WHAT YOU HAVE TO DO:
Without including any images, output the listing below exactly.
─── RECORDS PROVIDED ───
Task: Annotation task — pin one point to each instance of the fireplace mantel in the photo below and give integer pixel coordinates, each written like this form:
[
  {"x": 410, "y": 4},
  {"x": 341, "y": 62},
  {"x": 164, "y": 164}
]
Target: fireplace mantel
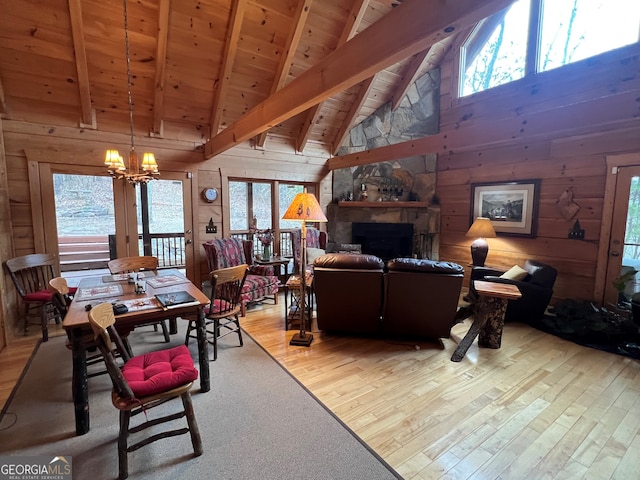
───
EXERCISE OUTPUT:
Task: Annotation task — pin one point to each instance of the fireplace mantel in the photo below and give integer pixel coordinates, each written like this form:
[
  {"x": 410, "y": 4},
  {"x": 341, "y": 62},
  {"x": 164, "y": 164}
]
Target: fireplace mantel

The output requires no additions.